** Start of Information given **
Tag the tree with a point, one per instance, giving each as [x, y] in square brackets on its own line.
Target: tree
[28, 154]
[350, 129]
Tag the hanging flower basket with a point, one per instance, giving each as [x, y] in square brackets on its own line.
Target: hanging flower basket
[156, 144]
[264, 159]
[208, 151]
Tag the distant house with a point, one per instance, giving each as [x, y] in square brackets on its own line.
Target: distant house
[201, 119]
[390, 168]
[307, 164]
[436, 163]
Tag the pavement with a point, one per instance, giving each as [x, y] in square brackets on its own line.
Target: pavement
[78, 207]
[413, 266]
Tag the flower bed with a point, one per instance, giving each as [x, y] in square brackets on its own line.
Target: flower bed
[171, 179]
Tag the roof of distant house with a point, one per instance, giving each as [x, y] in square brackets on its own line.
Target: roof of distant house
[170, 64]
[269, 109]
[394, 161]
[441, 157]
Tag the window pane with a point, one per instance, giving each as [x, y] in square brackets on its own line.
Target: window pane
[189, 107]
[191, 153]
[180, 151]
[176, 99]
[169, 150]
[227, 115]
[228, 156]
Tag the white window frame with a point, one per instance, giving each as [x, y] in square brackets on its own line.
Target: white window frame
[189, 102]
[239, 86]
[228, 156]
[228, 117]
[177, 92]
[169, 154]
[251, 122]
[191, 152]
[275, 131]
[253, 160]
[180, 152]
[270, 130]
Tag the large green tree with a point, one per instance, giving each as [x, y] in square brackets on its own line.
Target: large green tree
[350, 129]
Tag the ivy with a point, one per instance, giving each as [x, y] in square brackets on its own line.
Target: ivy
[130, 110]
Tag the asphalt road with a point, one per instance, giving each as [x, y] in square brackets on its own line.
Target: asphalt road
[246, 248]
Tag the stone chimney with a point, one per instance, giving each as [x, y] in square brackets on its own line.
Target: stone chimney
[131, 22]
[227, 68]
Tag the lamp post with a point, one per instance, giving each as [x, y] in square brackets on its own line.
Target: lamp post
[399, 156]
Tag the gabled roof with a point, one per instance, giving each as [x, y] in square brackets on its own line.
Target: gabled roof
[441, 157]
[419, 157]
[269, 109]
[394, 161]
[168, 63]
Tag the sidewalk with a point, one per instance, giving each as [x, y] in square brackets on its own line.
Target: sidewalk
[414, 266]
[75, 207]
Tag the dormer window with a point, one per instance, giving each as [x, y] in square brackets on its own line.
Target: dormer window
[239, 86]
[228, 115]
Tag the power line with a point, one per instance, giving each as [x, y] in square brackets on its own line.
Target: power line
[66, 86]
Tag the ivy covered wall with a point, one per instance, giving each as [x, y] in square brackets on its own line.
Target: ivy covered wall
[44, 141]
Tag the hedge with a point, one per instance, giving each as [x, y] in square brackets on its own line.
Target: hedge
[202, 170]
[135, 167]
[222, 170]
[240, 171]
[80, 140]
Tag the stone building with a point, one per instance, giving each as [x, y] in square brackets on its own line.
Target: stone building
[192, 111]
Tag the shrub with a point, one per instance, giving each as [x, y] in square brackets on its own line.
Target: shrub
** End of Information given **
◆ **Direction**
Recast all of the data above as a numbered list with one line per item, and leave out any blank lines.

◆ **Written reply**
1. Tag the tree with a point, one per instance, giving each as [x, y] in square brackets on its own line.
2. Target: tree
3. [28, 154]
4. [350, 129]
5. Tag the hanging flower basket with a point, one per instance, giving each as [x, y] in square brackets on its own line.
6. Target: hanging flower basket
7. [156, 144]
8. [264, 159]
9. [208, 151]
10. Tag the distant house with a point, one per instance, giving each as [x, y] in square brackets on its own line.
11. Target: distant house
12. [201, 119]
13. [390, 168]
14. [307, 164]
15. [436, 163]
16. Tag the pavement with a point, one per instance, giving each as [x, y] in square brackets on its own line.
17. Target: pavement
18. [78, 207]
19. [413, 266]
20. Tag the flower bed with a point, one per instance, giving each as [x, y] in square brackets on its own line.
21. Target: flower bed
22. [171, 179]
23. Tag the roof of distant house with a point, one per instance, giving each as [x, y] in square brackets on its own line.
24. Target: roof of distant house
25. [170, 64]
26. [269, 109]
27. [394, 161]
28. [441, 157]
29. Tag the window pane with a point, one per instance, giving each as [x, y] in square brackets on its own line.
30. Target: window pane
31. [189, 107]
32. [191, 153]
33. [180, 151]
34. [176, 99]
35. [169, 150]
36. [227, 115]
37. [228, 156]
38. Tag the white window frame with a point, one per instance, giving each as [x, y] in square brackets on its own line.
39. Target: white window frame
40. [189, 102]
41. [239, 86]
42. [228, 156]
43. [228, 117]
44. [177, 92]
45. [169, 154]
46. [251, 122]
47. [191, 152]
48. [275, 131]
49. [253, 160]
50. [180, 152]
51. [270, 130]
52. Tag the large green tree with a point, one per instance, giving each as [x, y] in square brackets on its own line.
53. Target: large green tree
54. [350, 129]
55. Tag the ivy with a point, one per instance, giving each as [x, y] in square brackets on its own line.
56. Target: ivy
57. [130, 110]
58. Tag the asphalt road with a point, one per instance, giving each as [x, y] in square brackets on its own line.
59. Target: asphalt road
60. [246, 248]
61. Tag the stone chimney with a point, one per instance, giving each as [x, y] in square brackets on its own line.
62. Target: stone chimney
63. [131, 22]
64. [227, 68]
65. Tag the lamp post with a point, one per instance, giving each as [x, y] in square brackets on its own line.
66. Target: lamp post
67. [399, 156]
68. Tag the gabled roof with a point, one per instance, giving each as [x, y] in square brackets on its own line.
69. Target: gabled roof
70. [441, 157]
71. [419, 157]
72. [269, 109]
73. [394, 161]
74. [168, 63]
75. Tag the sidewalk with a point, one per instance, giving each as [x, y] in square brackets on its own line.
76. Target: sidewalk
77. [414, 266]
78. [75, 207]
79. Tag the dormer window with a point, one per instance, giving each as [x, y] in square brackets on its own line.
80. Target: dormer window
81. [239, 86]
82. [228, 115]
83. Tag the power line with a point, one per instance, giving each as [x, y] in square brackets on its own line.
84. Target: power line
85. [66, 86]
86. Tag the ivy covered wall with a point, one per instance, giving each as [x, y] in square brackets on its own line.
87. Target: ivy covered wall
88. [44, 141]
89. Tag the hedge with a point, one per instance, giving each as [x, y] in square brackets on its own line.
90. Target: hedge
91. [202, 170]
92. [135, 167]
93. [222, 170]
94. [240, 171]
95. [80, 140]
96. Tag the stone building with a point, one per instance, giving each as [x, y] in square brackets on its own line.
97. Target: stone building
98. [192, 111]
99. Tag the shrub with a point, one per instance, giving each as [x, y] in square brackets on its own line.
100. Target: shrub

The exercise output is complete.